(Texto de apoio):
————

Ofamoso (e irascível) H. W. Fowler, professor e lexicógrafo inglês, vivia resmungando contra aquilo que ele chamava de didaticismo - o desejo insopitável (essa há quanto tempo eu não usava!) que muitas pessoas têm de ensinar alguma coisa do idioma a seus semelhantes. Alguns, como eu, têm a sorte de dispor de alunos ou leitores para com eles, consensualmente, satisfazer este impulso; outros, contudo, ficam reduzidos às oportunidades eventuais em que podem praticá-lo, despejando aquilo que sabem (ou julgam saber) sobre seus desafortunados parentes, colegas ou amigos.
O avião é um dos lugares preferidos dessa gente, pois os vizinhos de assento sempre serão vítimas em potencial. Não faz muito, num voo Rio-Porto Alegre, caiu um desses ao meu lado; o destino, porém, felizmente me poupou, pois ele viajava com um amigo, um pobre infeliz que teve de aguentar sua fúria dissertativa. Percebi, de saída, que era um morrinha profissional, e, macaco velho que sou, tratei de evitar qualquer contato visual, abri meu notebook e me pus a trabalhar. Os dois iam fazer negócios em Montevidéu, que o chato dizia conhecer muito bem. Lá pelas tantas, falando sobre a excelência da comida uruguaia, ele saiu-se com esta: "Vais comer o melhor churros da tua vida". O companheiro, inocente, ousou duvidar da concordância: "Não é um churro?". Pronto! O que poderia ser encerrado com um simples "Acho que não", virou tema de uma ladainha que durou de Curitiba a Porto Alegre.
A argumentação do celerado para defender o indefensável tinha itens e subitens. Que eu lembre, os principais eram três: primeiro, nem sempre o S final quer dizer plural, como se vê em ônibus; segundo, é uma palavra estrangeira, do Espanhol, e, portanto, sua flexão é diferente da nossa; por fim, o Português, sendo língua viva, deve se adaptar ao modo de falar das pessoas. Diante dessa verdadeira aula, proferida com aquela ênfase boçal, o amigo mudou de assunto, farto ou, quem sabe, convencido. Eu quase entrei na discussão (olha aí o didaticismo!), mas achei que o incômodo não valia a pena.

————

(Lista do material):
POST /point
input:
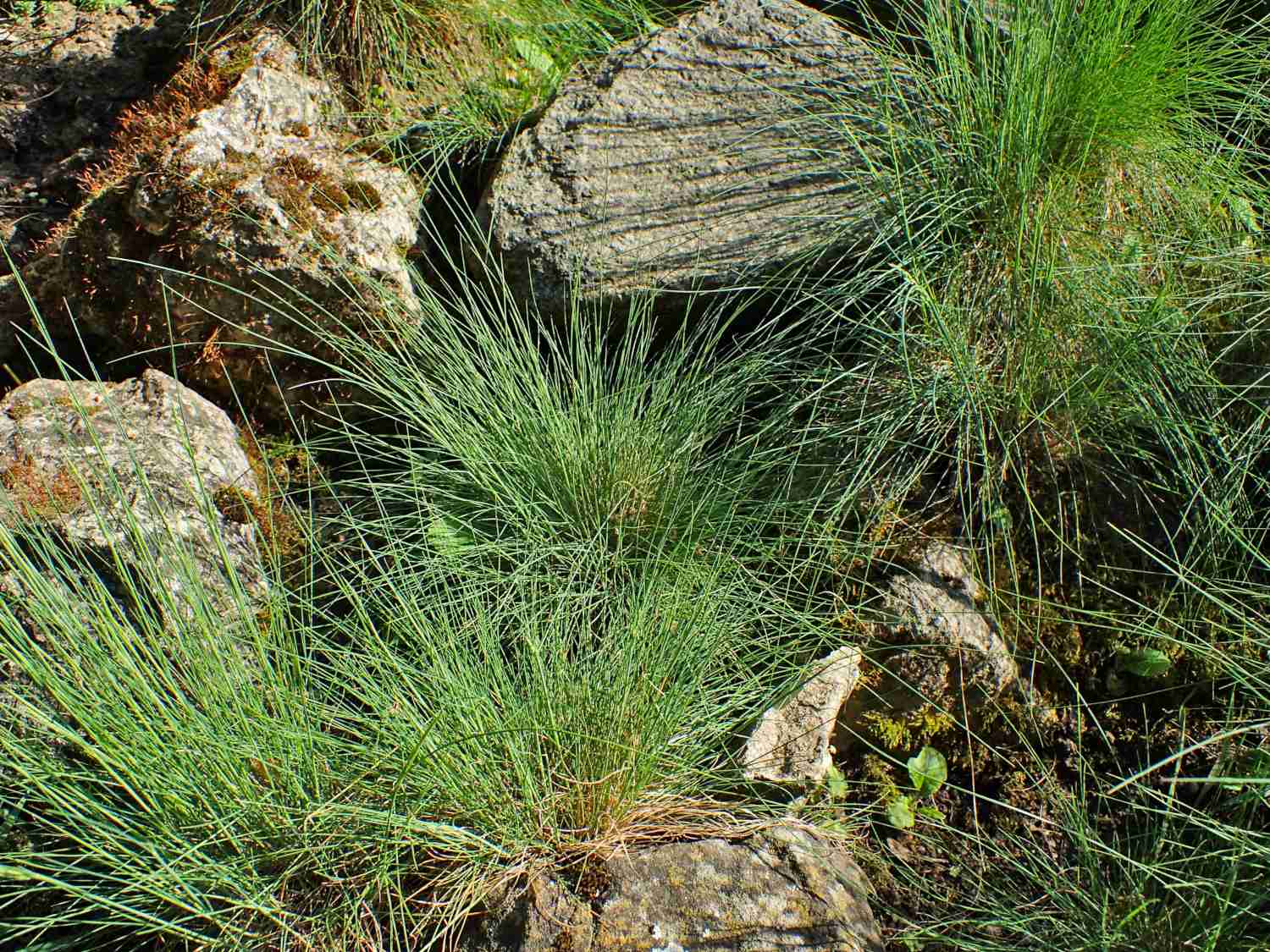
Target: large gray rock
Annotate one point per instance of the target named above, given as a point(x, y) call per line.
point(784, 888)
point(65, 76)
point(690, 159)
point(792, 744)
point(240, 174)
point(113, 470)
point(937, 649)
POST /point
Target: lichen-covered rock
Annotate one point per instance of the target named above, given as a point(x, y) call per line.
point(782, 888)
point(65, 76)
point(937, 649)
point(792, 741)
point(234, 198)
point(693, 157)
point(131, 472)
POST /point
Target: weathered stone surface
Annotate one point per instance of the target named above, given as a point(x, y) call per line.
point(688, 159)
point(63, 444)
point(937, 647)
point(544, 916)
point(248, 188)
point(64, 79)
point(792, 741)
point(784, 888)
point(781, 889)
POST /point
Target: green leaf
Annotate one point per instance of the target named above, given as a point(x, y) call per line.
point(538, 58)
point(836, 784)
point(927, 771)
point(1241, 210)
point(901, 814)
point(449, 537)
point(1146, 663)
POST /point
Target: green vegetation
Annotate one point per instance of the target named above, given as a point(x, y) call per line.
point(558, 571)
point(431, 80)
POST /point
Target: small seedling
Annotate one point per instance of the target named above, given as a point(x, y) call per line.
point(927, 769)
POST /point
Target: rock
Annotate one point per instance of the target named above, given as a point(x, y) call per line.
point(782, 888)
point(544, 916)
point(238, 177)
point(792, 741)
point(686, 159)
point(937, 647)
point(65, 76)
point(61, 446)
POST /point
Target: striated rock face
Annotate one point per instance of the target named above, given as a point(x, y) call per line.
point(784, 888)
point(792, 741)
point(64, 444)
point(687, 159)
point(238, 174)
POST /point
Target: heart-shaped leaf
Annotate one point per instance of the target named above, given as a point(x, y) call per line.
point(927, 771)
point(1147, 663)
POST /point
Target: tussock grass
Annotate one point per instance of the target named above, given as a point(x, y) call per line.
point(543, 614)
point(564, 568)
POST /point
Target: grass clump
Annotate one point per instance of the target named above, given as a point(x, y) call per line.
point(533, 626)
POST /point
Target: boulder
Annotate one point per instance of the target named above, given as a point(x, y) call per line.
point(234, 201)
point(696, 157)
point(137, 474)
point(782, 888)
point(936, 647)
point(792, 741)
point(65, 76)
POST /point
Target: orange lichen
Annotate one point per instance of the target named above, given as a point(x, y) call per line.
point(37, 495)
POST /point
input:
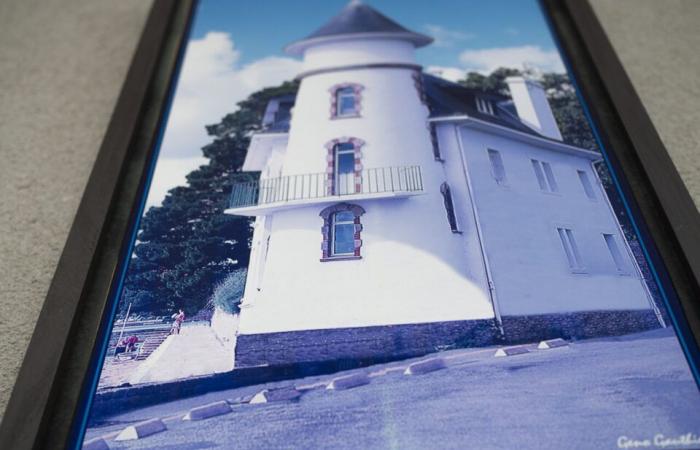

————

(O que produzir): Continue o texto sobre a discussão do "churros" no avião a partir do ponto em que ele termina. O material não tem relação alguma com o texto.

(Resposta do exercício):
É claro que o anônimo maçante estava completamente errado: é um churro, dois churros. O argumento de que o S não indica necessariamente o plural é irrelevante: não juntamos nem uma dúzia de substantivos assim (pênis, tênis, lápis, pires), contra mais de duzentos mil que marcam o plural com esta terminação. Além disso, no Espanhol, de onde o vocábulo veio, também é churro, churros. Finalmente, quanto ao fato (incontestável) de que o Português está em constante evolução, é importante lembrar que ele muda nos detalhes, jamais no essencial, como é o caso da flexão dos substantivos. Dizer "um churros" é como dizer "um xales" ou "um chopes".
Aliás, com tanta palavra que importamos de outras línguas, nunca entendi por que não trazer para o Português o utilíssimo adjetivo ultracrepidarian, que aqui entraria como ultracrepidário. Esta é uma palavra do Inglês que eu sempre invejei pela precisão do conceito que ela exprime: designa aquele que, presunçoso ou imprudente, vai além do limite do seu conhecimento, dando opinião sobre algo que não é sua especialidade.
Para entender sua etimologia, não basta identificar os dois vocábulos latinos de onde ela deriva - ultra e crepidam, que significam "além" e "sandália", respectivamente. Essas duas palavras fazem parte da famosa máxima latina Ne sutor ultra crepidam ("não vá o sapateiro além da sandália"), alusão a um célebre incidente que, segundo Plínio, o Velho (XXXV, 10, 36) teria ocorrido com Apeles, o famoso pintor da Grécia antiga. Conta-se que Apeles, que costumava expor suas pinturas na porta do ateliê para observar as reações dos passantes, viu um sapateiro que examinava detalhada e demoradamente o pé de uma suas figuras. Ao indagar-lhe, curioso, o que tanto atraía sua atenção, foi informado de que o desenho da fivela da sandália estava equivocado. Apeles agradeceu a informação e apressou-se a retocar o quadro, corrigindo o erro. No dia seguinte, no entanto, o sapateiro, depois de constatar, com satisfação, que sua opinião havia sido acatada, apresentou nova crítica ao quadro, dessa vez quanto ao movimento da mão da personagem retratada - momento em que Apeles, então, o teria escorraçado, pronunciando a frase que se tornou lendária.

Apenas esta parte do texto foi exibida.